>> START LISTING

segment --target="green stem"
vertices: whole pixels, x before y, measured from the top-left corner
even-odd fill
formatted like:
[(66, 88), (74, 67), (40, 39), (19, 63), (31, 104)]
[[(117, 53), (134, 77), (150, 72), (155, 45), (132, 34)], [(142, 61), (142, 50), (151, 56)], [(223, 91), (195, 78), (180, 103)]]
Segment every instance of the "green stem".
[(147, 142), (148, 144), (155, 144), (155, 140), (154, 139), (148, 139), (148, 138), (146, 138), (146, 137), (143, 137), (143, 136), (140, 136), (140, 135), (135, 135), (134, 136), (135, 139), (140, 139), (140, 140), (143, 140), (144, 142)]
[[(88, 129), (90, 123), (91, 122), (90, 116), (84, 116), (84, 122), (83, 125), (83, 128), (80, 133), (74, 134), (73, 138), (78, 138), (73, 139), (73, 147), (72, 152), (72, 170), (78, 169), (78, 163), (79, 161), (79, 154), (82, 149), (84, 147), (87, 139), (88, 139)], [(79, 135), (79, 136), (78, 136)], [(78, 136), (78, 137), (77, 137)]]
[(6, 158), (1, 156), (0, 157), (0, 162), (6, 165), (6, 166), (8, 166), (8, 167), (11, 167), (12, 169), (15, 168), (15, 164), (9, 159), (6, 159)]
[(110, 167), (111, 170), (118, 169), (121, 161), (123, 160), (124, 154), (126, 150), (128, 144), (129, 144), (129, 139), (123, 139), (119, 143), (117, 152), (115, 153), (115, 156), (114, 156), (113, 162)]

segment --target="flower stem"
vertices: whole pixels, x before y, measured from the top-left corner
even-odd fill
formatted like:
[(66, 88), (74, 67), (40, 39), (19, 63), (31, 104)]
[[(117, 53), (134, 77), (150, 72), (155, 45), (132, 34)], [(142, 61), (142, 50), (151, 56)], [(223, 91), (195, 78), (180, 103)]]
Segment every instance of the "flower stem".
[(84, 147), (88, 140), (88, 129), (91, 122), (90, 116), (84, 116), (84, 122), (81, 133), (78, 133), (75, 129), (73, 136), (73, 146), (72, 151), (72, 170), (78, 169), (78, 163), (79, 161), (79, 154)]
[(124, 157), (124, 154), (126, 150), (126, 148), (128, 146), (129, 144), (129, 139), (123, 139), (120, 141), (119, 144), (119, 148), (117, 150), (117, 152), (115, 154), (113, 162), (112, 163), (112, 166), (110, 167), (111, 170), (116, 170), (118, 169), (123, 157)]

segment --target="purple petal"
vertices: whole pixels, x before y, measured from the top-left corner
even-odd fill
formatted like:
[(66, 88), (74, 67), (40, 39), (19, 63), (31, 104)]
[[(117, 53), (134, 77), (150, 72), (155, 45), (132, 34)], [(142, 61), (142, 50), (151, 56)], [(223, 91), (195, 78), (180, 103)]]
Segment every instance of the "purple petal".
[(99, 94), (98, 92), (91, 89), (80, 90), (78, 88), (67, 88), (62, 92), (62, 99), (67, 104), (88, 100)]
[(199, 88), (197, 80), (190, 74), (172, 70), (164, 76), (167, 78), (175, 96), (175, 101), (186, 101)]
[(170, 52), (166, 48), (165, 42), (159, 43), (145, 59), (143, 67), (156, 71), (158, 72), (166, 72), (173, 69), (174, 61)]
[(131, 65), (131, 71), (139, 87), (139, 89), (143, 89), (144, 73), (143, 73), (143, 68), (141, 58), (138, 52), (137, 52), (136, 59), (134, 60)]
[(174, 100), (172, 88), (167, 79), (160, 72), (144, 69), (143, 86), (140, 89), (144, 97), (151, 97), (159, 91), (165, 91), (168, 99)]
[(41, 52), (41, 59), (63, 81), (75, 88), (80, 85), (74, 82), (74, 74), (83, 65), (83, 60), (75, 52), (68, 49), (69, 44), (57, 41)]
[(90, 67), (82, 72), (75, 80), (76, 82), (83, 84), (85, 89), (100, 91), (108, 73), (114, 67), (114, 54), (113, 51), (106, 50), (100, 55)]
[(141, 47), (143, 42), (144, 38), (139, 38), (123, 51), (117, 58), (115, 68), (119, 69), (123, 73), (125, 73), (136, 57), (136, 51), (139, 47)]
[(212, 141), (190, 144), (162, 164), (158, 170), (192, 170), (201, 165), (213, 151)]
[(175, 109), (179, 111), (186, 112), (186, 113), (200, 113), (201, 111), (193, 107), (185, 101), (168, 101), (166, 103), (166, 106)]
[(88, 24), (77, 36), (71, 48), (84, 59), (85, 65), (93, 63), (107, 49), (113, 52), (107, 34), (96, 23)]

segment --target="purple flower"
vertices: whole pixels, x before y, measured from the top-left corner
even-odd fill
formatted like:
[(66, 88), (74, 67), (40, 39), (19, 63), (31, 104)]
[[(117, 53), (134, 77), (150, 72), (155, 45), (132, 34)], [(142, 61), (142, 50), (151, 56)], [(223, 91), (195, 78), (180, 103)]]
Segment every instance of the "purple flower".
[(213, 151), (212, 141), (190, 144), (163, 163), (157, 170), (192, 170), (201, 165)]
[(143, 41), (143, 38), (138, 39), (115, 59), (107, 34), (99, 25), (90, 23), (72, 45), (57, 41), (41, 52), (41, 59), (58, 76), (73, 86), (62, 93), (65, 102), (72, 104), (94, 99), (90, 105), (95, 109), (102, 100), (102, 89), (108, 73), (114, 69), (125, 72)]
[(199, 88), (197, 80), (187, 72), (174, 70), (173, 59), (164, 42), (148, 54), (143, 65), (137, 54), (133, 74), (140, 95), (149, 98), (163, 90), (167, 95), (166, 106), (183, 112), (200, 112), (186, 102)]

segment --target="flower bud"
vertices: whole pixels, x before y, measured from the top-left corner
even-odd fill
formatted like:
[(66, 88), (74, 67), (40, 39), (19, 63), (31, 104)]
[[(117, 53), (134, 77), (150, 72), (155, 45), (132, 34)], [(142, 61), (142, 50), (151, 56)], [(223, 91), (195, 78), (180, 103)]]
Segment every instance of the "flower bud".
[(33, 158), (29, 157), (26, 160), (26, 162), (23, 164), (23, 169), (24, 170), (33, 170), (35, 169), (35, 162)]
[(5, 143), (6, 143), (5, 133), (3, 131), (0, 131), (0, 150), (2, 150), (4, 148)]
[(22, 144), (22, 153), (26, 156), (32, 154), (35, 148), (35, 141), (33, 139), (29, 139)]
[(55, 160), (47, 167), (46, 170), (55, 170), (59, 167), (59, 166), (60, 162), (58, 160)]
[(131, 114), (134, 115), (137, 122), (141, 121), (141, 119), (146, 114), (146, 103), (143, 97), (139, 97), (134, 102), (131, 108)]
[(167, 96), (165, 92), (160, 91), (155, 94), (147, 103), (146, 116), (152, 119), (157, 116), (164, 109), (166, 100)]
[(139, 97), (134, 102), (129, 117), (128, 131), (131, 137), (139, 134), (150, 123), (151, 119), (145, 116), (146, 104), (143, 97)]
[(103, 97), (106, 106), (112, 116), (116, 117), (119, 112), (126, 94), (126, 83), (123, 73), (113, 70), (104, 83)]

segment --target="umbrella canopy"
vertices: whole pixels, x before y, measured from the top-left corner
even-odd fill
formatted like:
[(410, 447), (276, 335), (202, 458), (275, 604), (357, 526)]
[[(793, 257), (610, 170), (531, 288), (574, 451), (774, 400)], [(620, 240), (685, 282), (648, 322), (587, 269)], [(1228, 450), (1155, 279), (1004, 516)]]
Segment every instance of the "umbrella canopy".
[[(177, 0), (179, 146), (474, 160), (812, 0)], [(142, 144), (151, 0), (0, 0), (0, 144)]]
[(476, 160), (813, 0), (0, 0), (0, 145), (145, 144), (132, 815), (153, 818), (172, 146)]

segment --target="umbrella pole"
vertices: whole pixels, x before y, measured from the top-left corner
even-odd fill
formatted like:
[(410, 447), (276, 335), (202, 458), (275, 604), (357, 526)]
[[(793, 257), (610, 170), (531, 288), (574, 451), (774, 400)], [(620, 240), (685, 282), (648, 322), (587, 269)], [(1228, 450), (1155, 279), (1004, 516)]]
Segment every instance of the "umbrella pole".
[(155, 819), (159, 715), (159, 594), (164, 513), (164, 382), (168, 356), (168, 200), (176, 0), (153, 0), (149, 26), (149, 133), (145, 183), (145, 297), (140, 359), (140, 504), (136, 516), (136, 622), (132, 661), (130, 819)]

>> END LISTING

**WHAT YOU ARE ASKED TO DO:** Convert the material, from its first line through the line containing "156), (113, 162)]", into a JSON list of strings with one string per line. Leave out blank lines and include nothing else.

**FULL SOLUTION:**
[
  "segment --target=\"green stem\"",
  "vertices: whole pixels, x before y, measured from the top-left corner",
  "even-odd fill",
  "formatted like:",
  "[(66, 88), (74, 67), (40, 39), (19, 63), (31, 104)]",
  "[[(117, 53), (134, 77), (150, 72), (155, 45), (132, 34)], [(142, 61), (142, 50), (151, 56)], [(223, 91), (195, 78), (180, 103)]]",
  "Segment every instance of the \"green stem\".",
  "[(147, 142), (148, 144), (155, 144), (155, 140), (154, 139), (148, 139), (148, 138), (146, 138), (146, 137), (143, 137), (143, 136), (140, 136), (140, 135), (135, 135), (134, 136), (135, 139), (140, 139), (140, 140), (143, 140), (144, 142)]",
  "[[(88, 129), (90, 123), (91, 122), (90, 116), (84, 116), (84, 122), (83, 125), (83, 128), (80, 133), (74, 134), (73, 138), (78, 138), (73, 139), (73, 147), (72, 152), (72, 170), (78, 169), (78, 163), (79, 161), (79, 154), (82, 149), (84, 147), (87, 139), (88, 139)], [(79, 135), (79, 136), (78, 136)], [(78, 136), (78, 137), (77, 137)]]",
  "[(6, 158), (1, 156), (0, 157), (0, 162), (6, 165), (6, 166), (8, 166), (8, 167), (11, 167), (12, 169), (15, 168), (15, 164), (9, 159), (6, 159)]",
  "[(110, 167), (111, 170), (118, 169), (121, 161), (123, 160), (124, 154), (126, 150), (128, 144), (129, 144), (129, 139), (123, 139), (119, 143), (117, 152), (115, 153), (115, 156), (114, 156), (113, 162)]"
]